▸ **Document passage**:
* Start *

Deep learning models are trained by using large sets of labeled data and neural network architectures that learn features directly from the data without the need for manual feature extraction.

Most deep learning methods use neural network architectures, which is why deep learning models are often referred to as deep neural networksThe term “deep” usually refers to the number of hidden layers in the neural network. Traditional neural networks only contain 2-3 hidden layers, while deep networks can have as many as 150.

One of the most popular types of deep neural networks is known as convolutional neural networks (CNN or ConvNet). A CNN convolves learned features with input data, and uses 2D convolutional layers, making this architecture well suited to processing 2D data, such as images.

CNNs eliminate the need for manual feature extraction, so you do not need to identify features used to classify images. The CNN works by extracting features directly from images. The relevant features are not pre-trained; they are learned while the network trains on a collection of Images. This automated feature extraction makes deep learning models highly accurate for computer vision tasks such as object classification.

CNNs learn to detect different features of an image using tens or hundreds of hidden layers. Every hidden layer increases the complexity of the learned image features. For example, the first hidden layer could learn how to detect edges, and the last learns how to detect more complex shapes specifically catered to the shape of the object we are trying to recognize.

Creating and Training Deep Learning Models

The three most common ways people use deep learning to perform object classification are:

Training from Scratch

To train a deep network from scratch, you gather a very large labeled data set and design a network architecture that will learn the features and model. This is good for new applications, or applications that will have a large number of output categories. This is a less common approach because with the large amount of data and rate of learning, these networks typically take days or weeks to train.

Transfer Learning

Most deep learning applications use the transfer learning approach, a process that involves fine-tuning a pretrained model. You start with an existing network, such as AlexNet or GoogLeNet, and feed in new data containing previously unknown classes. After making some tweaks to the network, you can now perform a new task, such as categorizing only dogs or cats instead of 1000 different objects. This also has the advantage of needing much less data (processing thousands of images, rather than millions), so computation time drops to minutes or hours.

Transfer learning requires an interface to the internals of the pre-existing network, so it can be surgically modified and enhanced for the new task.

Feature Extraction

A slightly less common, more specialized approach to deep learning is to use the network as a feature extractor. Since all the layers are tasked with learning certain features from images, we can pull these features out of the network at any time during the training process. These features can then be used as input to a machine learning model such as support vector machines (SVM).

* End *

▸ **Entries**:
* Start *

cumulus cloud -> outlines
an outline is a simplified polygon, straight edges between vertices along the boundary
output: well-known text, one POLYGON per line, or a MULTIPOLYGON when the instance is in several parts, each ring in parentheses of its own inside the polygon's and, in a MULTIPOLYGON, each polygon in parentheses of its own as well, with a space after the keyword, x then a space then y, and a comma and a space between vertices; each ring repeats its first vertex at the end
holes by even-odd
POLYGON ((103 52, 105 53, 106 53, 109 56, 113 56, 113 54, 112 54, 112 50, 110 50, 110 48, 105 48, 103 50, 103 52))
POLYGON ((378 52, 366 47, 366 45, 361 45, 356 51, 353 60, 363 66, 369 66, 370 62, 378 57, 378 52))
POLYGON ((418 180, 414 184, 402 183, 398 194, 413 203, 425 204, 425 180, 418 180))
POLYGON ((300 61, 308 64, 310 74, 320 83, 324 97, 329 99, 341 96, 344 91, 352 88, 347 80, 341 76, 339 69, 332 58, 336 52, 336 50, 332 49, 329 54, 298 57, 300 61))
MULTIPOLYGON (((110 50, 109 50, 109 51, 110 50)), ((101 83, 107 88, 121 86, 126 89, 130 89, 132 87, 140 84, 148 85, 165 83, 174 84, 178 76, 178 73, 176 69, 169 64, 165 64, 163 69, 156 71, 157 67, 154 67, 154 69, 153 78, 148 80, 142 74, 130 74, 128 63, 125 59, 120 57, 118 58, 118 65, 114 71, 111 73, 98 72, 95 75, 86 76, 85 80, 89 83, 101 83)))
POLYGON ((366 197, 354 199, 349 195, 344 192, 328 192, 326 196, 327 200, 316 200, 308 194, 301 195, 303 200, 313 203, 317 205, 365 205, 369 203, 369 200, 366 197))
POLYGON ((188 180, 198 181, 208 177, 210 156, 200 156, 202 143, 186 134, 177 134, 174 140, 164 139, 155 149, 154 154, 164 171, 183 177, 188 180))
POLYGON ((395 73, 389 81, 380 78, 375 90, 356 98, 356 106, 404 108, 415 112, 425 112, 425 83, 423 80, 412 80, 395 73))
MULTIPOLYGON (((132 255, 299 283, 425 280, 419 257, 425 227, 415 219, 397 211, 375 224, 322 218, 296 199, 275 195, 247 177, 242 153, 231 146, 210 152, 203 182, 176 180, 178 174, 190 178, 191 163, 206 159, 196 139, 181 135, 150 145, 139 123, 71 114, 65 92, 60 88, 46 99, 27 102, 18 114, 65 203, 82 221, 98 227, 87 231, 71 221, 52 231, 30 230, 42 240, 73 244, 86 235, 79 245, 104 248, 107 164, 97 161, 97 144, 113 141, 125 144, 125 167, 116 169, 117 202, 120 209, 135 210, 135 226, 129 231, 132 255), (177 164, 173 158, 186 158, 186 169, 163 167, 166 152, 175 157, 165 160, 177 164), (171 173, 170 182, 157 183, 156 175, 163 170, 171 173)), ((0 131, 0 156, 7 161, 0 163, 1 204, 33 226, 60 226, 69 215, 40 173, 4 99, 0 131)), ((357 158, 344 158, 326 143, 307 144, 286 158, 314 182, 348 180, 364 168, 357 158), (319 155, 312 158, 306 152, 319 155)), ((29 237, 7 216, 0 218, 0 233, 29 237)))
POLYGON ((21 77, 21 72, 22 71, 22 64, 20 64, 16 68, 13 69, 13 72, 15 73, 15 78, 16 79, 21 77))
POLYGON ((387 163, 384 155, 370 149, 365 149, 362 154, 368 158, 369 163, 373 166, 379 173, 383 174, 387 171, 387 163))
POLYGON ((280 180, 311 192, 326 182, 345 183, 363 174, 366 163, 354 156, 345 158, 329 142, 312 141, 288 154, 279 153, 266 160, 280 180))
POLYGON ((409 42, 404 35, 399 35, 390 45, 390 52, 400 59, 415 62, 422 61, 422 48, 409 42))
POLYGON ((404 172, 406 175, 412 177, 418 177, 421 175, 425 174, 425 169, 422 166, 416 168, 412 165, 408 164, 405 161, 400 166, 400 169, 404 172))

* End *

▸ **Required tasks**:
#1 In the deep learning passage, copy the stretch from "Deep learning models are trained" through "many as 150." word for word.
#2 Answer these questions from the deep learning passage:
(a) How many hidden layers can deep networks have?
(b) Which two existing networks are named as starting points for transfer learning?
(c) What machine learning model is given as an example that can take extracted features as input?
#3 Translate this sentence from the deep learning passage into Spanish: "Every hidden layer increases the complexity of the learned image features."

▸ **Answer set**:
#1
Deep learning models are trained by using large sets of labeled data and neural network architectures that learn features directly from the data without the need for manual feature extraction.

Most deep learning methods use neural network architectures, which is why deep learning models are often referred to as deep neural networksThe term “deep” usually refers to the number of hidden layers in the neural network. Traditional neural networks only contain 2-3 hidden layers, while deep networks can have as many as 150.

#2
(a) As many as 150.
(b) AlexNet and GoogLeNet.
(c) Support vector machines (SVM).

#3 Cada capa oculta aumenta la complejidad de las características de imagen aprendidas.